- Venue: Gangseo Gymnasium
- Date: 2 October 2002
- Competitors: 45 from 12 nations

Medalists
| gold medal | Kazakhstan Alexandr Axenov, Dmitriy Dimov, Sergey Shabalin, Alexey Shipilov |
| silver medal | China Wang Lei, Xie Yongjun, Zhao Chunsheng, Zhao Gang |
| bronze medal | South Korea Kim Jung-kwan, Ku Kyo-dong, Lee Sang-yup, Yang Roy-sung |

= Fencing at the 2002 Asian Games – Men's team épée =

The men's team épée competition at the 2002 Asian Games in Busan, South Korea was held on 2 October 2002 at the Gangseo Gymnasium.

▸ DATA RECORDS
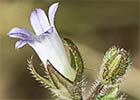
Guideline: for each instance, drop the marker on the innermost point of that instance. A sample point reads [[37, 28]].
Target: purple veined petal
[[20, 33], [51, 14], [39, 21], [20, 44], [50, 30]]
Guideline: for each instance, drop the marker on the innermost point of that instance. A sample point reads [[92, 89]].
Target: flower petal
[[20, 44], [39, 21], [47, 32], [52, 11], [20, 33]]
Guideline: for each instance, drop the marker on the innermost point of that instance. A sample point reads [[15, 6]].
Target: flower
[[46, 42]]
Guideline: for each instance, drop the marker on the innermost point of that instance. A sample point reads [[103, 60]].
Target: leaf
[[44, 81], [76, 59]]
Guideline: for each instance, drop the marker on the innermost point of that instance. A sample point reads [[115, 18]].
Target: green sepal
[[112, 95], [76, 59], [46, 82], [58, 79]]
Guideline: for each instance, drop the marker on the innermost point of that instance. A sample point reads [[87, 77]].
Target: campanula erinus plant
[[64, 78]]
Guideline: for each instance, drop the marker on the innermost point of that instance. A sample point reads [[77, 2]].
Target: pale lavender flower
[[46, 42]]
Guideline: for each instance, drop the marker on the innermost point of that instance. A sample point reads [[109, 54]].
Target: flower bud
[[115, 65]]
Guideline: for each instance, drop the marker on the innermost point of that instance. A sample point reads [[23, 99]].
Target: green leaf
[[76, 59], [44, 81]]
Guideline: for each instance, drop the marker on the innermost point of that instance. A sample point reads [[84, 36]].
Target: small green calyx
[[115, 65]]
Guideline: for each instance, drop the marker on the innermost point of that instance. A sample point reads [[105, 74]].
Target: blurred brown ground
[[94, 25]]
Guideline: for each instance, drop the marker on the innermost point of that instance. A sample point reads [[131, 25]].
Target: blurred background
[[94, 25]]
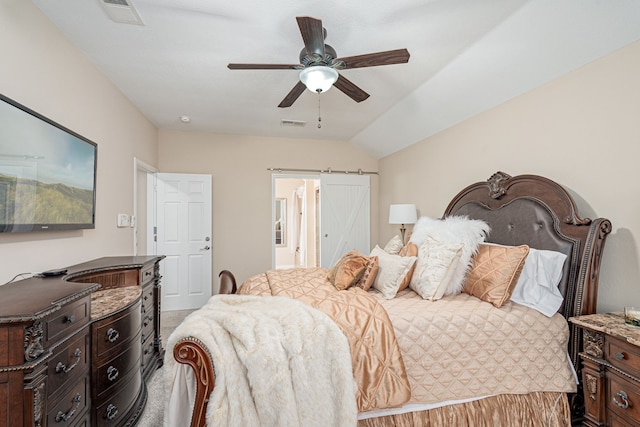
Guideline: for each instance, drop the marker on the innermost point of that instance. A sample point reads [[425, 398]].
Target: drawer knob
[[624, 404], [61, 367], [112, 373], [112, 335], [147, 320], [112, 411], [66, 416]]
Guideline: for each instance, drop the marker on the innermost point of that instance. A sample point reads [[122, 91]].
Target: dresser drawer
[[70, 408], [116, 330], [147, 274], [147, 350], [113, 371], [623, 356], [147, 298], [111, 410], [67, 320], [68, 363], [623, 396], [615, 421]]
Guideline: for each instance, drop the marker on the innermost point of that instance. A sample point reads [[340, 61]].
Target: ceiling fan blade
[[293, 95], [388, 57], [350, 89], [264, 66], [312, 35]]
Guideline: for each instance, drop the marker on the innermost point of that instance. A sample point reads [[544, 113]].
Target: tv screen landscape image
[[47, 173]]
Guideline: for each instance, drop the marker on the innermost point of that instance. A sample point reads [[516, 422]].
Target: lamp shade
[[318, 78], [402, 214]]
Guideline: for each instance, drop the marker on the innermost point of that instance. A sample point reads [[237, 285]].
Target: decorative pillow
[[392, 271], [369, 275], [394, 245], [410, 249], [348, 270], [435, 267], [453, 229], [537, 286], [495, 272]]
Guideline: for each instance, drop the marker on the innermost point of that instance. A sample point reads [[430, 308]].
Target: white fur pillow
[[457, 230], [435, 268], [392, 270]]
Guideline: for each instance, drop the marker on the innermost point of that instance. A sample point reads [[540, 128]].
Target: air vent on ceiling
[[121, 11], [296, 123]]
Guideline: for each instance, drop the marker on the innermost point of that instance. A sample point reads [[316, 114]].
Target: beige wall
[[581, 130], [43, 71], [242, 186]]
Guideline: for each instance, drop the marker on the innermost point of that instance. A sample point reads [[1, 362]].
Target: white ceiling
[[466, 56]]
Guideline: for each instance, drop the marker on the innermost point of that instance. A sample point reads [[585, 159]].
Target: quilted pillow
[[394, 245], [435, 268], [392, 271], [457, 230], [348, 270], [369, 275], [495, 272]]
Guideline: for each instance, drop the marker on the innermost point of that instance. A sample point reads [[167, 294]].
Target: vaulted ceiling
[[466, 56]]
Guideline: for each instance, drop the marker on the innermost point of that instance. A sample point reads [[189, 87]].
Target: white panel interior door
[[345, 216], [183, 213]]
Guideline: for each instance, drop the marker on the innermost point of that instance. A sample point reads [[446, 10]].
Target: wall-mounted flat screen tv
[[47, 173]]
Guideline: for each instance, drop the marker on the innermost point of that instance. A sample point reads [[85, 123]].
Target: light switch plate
[[123, 220]]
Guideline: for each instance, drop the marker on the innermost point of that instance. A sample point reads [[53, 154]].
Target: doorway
[[318, 218], [180, 229], [296, 221]]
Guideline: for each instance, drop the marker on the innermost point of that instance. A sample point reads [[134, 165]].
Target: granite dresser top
[[611, 324], [109, 301]]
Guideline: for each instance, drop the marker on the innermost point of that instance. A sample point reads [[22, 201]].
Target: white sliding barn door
[[183, 213], [345, 216]]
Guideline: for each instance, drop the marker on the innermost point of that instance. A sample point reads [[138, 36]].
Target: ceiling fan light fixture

▸ GIVEN TASK
Reproduce the full text on the 2002 Asian Games men's team épée fencing event word for word. The items are separate material with no connection to the fencing text.

▸ OUTPUT FOR THIS EXERCISE
- Venue: Gangseo Gymnasium
- Date: 2 October 2002
- Competitors: 45 from 12 nations

Medalists
| gold medal | Kazakhstan Alexandr Axenov, Dmitriy Dimov, Sergey Shabalin, Alexey Shipilov |
| silver medal | China Wang Lei, Xie Yongjun, Zhao Chunsheng, Zhao Gang |
| bronze medal | South Korea Kim Jung-kwan, Ku Kyo-dong, Lee Sang-yup, Yang Roy-sung |

= Fencing at the 2002 Asian Games – Men's team épée =

The men's team épée competition at the 2002 Asian Games in Busan, South Korea was held on 2 October 2002 at the Gangseo Gymnasium.